A sequence of records >>
______________________________
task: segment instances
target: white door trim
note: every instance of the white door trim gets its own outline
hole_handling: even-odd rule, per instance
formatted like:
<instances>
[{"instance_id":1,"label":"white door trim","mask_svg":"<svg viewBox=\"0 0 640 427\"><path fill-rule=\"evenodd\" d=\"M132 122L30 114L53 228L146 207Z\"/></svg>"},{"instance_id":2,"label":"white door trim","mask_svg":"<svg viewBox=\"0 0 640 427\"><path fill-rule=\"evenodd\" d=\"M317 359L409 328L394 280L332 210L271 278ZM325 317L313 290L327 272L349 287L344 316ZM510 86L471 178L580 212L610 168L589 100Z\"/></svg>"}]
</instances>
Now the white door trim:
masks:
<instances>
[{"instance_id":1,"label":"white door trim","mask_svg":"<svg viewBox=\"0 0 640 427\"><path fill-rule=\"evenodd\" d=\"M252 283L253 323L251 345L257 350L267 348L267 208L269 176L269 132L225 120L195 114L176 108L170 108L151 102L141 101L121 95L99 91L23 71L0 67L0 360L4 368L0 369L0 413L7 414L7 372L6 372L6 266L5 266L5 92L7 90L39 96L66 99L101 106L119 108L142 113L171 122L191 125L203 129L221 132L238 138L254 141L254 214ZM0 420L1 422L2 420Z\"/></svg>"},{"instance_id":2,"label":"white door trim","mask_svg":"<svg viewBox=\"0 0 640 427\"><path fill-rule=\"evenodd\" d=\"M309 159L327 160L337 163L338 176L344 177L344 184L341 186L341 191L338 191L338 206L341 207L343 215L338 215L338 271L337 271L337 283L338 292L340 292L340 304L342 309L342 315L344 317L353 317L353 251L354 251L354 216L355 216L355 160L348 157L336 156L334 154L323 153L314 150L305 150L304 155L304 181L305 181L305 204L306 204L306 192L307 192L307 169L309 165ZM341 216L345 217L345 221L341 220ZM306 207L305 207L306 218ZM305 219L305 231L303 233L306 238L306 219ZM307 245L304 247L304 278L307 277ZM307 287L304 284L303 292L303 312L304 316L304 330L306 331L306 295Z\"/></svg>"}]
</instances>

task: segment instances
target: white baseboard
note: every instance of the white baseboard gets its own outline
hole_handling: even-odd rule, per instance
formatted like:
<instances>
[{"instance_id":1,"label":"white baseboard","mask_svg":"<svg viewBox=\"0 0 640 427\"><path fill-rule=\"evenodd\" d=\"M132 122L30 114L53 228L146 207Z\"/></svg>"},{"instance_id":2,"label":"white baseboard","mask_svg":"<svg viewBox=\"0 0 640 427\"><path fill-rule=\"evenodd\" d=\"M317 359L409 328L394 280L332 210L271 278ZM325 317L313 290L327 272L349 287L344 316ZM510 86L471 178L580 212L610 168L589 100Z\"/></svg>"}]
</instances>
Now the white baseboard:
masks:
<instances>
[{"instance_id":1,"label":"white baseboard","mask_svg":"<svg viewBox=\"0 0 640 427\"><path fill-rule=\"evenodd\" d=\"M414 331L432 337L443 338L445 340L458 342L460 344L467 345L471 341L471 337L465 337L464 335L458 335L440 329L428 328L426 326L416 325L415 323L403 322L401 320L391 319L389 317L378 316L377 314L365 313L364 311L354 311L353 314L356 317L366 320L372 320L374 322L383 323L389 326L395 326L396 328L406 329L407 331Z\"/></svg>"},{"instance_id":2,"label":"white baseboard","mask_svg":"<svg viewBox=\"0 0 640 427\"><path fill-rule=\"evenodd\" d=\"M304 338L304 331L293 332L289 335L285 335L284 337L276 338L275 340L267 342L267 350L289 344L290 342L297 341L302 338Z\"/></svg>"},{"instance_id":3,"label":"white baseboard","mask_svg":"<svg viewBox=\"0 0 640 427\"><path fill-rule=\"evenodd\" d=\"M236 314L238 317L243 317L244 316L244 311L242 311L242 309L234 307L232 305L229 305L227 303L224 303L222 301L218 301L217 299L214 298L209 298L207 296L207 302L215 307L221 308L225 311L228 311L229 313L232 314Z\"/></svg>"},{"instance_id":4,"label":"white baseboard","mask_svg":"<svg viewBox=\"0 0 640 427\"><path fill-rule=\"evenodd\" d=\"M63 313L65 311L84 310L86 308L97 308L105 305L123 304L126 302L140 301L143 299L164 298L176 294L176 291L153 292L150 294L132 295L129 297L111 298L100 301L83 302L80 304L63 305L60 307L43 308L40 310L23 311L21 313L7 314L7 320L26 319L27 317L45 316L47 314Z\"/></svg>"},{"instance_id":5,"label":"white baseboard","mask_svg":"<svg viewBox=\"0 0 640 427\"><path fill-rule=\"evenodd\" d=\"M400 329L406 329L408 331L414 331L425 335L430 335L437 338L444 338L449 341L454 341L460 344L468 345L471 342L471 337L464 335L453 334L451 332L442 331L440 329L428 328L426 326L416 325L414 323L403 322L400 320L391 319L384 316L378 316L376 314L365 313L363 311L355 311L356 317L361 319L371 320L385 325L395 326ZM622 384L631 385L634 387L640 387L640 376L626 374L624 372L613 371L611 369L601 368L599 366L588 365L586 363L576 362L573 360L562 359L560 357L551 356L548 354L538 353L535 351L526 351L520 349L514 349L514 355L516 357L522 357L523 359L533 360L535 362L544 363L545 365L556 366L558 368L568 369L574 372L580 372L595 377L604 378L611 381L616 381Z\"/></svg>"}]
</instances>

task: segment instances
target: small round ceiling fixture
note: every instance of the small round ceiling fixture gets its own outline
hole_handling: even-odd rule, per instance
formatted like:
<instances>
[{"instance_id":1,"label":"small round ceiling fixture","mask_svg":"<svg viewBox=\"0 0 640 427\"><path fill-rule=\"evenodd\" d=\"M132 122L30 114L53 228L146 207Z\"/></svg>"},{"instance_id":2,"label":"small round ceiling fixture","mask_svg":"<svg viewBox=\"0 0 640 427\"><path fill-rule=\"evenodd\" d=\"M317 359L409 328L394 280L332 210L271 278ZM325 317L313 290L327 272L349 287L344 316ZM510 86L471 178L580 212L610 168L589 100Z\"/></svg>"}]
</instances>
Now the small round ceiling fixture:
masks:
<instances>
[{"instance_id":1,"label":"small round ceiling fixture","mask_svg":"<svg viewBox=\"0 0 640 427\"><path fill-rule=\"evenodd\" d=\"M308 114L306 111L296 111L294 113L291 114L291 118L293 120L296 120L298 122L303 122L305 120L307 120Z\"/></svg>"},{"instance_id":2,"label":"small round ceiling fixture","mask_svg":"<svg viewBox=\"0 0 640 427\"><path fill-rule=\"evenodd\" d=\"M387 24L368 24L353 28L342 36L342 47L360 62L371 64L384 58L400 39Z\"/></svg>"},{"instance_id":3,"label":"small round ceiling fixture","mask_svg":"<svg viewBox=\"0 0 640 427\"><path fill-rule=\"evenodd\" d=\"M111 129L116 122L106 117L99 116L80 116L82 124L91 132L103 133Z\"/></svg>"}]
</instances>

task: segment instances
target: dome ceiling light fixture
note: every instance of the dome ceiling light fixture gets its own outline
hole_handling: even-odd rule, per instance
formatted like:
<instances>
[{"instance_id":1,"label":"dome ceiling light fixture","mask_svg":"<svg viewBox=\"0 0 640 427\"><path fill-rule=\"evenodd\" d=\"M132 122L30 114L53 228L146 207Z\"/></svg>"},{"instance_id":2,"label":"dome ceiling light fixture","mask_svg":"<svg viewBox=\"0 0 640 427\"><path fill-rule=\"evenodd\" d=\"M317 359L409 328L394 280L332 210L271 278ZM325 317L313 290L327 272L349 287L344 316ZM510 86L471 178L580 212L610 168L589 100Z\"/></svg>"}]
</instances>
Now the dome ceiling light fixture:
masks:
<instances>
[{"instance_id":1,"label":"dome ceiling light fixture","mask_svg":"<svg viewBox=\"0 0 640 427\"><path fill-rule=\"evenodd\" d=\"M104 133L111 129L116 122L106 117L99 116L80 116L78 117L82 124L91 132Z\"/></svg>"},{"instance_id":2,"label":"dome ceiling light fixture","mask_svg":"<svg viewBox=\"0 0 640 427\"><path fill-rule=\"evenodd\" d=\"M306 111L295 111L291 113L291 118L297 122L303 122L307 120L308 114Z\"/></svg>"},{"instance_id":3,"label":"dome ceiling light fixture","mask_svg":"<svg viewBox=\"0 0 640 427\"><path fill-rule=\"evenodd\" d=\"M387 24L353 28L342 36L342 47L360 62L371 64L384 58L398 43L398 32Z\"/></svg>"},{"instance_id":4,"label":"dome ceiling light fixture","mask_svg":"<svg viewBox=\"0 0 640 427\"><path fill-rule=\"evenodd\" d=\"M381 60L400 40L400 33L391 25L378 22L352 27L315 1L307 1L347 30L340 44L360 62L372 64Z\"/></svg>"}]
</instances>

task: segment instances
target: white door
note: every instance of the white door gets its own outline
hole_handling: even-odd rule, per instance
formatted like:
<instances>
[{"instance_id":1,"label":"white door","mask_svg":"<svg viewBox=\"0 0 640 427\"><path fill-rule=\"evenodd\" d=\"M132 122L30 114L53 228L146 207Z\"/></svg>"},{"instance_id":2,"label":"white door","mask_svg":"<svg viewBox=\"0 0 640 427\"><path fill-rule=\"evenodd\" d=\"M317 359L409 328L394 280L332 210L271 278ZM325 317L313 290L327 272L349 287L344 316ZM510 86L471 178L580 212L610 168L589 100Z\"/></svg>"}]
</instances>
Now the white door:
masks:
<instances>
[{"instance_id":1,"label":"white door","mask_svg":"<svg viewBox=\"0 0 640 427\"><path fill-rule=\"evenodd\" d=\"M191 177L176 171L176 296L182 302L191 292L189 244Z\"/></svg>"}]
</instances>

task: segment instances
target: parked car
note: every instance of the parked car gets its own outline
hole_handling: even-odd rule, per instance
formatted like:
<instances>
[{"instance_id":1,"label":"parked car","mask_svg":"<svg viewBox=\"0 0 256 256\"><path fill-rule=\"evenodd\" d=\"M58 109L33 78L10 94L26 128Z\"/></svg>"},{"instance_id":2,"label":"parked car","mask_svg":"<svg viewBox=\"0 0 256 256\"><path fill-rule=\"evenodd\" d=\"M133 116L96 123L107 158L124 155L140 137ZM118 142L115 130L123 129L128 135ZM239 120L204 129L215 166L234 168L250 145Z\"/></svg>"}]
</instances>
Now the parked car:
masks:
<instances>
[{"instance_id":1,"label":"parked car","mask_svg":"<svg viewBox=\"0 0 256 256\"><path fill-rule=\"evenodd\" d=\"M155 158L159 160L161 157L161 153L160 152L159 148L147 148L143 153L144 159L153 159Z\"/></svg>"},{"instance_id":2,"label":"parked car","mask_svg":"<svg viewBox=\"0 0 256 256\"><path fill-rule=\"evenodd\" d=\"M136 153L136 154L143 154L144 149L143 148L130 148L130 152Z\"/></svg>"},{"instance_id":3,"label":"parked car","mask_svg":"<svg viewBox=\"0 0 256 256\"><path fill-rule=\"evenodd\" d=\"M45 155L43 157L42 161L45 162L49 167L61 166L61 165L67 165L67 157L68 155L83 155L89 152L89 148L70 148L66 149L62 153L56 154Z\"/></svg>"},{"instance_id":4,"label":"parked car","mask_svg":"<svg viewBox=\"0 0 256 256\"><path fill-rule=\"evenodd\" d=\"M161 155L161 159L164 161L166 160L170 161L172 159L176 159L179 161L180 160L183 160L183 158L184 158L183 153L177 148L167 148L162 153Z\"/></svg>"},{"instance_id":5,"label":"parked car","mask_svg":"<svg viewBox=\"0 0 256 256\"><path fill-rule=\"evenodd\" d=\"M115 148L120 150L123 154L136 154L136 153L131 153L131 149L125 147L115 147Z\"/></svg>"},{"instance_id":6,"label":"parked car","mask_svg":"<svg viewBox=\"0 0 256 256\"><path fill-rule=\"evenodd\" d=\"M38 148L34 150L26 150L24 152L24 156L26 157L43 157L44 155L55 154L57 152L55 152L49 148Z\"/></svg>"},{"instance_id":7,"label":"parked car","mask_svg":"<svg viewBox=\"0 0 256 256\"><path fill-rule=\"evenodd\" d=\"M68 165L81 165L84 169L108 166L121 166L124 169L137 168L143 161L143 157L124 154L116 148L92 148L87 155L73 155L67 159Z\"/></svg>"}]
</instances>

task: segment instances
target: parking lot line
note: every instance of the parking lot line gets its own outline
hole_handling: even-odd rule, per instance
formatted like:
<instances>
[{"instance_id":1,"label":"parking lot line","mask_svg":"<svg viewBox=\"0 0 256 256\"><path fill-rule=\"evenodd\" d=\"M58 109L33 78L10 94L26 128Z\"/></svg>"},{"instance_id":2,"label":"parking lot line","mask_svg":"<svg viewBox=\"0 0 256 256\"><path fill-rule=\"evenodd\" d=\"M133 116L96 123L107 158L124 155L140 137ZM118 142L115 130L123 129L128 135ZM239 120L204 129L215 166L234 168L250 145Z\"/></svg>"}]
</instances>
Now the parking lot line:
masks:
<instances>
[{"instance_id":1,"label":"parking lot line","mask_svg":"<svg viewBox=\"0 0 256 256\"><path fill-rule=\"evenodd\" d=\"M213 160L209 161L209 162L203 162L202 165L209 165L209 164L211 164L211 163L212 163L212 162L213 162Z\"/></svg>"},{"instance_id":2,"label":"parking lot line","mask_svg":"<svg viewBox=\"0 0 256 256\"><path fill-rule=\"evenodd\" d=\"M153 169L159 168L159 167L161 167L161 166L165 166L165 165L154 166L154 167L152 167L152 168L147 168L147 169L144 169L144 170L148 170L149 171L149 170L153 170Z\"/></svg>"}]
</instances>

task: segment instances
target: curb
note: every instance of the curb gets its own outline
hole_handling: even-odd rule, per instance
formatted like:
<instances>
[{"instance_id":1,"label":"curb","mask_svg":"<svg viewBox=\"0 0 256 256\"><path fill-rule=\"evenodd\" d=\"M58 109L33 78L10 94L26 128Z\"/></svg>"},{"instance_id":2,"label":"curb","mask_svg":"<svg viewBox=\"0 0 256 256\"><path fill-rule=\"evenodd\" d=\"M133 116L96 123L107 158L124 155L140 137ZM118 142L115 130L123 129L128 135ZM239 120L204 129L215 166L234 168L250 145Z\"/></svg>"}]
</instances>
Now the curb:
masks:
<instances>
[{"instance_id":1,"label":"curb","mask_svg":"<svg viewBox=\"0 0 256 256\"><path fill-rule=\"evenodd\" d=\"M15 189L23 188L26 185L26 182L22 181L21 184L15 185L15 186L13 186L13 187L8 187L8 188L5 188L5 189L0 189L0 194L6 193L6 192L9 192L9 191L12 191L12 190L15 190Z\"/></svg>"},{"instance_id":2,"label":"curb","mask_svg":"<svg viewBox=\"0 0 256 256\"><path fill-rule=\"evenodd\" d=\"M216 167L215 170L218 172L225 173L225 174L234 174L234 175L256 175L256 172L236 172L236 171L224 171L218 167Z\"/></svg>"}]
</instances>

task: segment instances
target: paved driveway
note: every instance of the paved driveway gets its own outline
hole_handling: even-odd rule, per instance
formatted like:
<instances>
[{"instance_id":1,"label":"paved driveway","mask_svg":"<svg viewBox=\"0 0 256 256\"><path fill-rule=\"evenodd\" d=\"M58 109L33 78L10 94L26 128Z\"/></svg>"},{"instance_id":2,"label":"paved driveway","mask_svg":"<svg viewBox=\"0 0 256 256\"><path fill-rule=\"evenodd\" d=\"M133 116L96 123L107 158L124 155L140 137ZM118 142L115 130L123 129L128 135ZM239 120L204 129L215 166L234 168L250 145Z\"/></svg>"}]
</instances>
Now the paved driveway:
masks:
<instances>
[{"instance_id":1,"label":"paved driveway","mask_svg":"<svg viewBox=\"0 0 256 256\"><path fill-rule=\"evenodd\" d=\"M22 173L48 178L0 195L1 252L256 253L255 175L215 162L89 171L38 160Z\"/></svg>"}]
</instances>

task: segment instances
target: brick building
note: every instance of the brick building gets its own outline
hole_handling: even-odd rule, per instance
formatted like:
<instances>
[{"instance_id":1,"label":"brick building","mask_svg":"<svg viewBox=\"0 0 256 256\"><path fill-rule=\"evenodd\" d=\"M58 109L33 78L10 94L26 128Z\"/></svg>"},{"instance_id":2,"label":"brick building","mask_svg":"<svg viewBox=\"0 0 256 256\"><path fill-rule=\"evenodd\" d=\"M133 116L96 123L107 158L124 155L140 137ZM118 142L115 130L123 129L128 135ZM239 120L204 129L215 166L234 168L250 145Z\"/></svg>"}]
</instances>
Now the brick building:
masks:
______________________________
OBJECTIVE >>
Select every line above that holds the word "gets" and copy each one out.

WRITTEN RESPONSE >>
note: every instance of the white door trim gets its own outline
note: every instance of the white baseboard gets its own outline
note: every instance of the small round ceiling fixture gets its own outline
note: every instance of the dome ceiling light fixture gets its own outline
note: every instance of the white door gets its own outline
note: every instance of the parked car gets its own outline
note: every instance of the parking lot line gets its own outline
note: every instance of the curb gets its own outline
note: every instance of the paved driveway gets its own outline
note: every instance of the brick building gets its own outline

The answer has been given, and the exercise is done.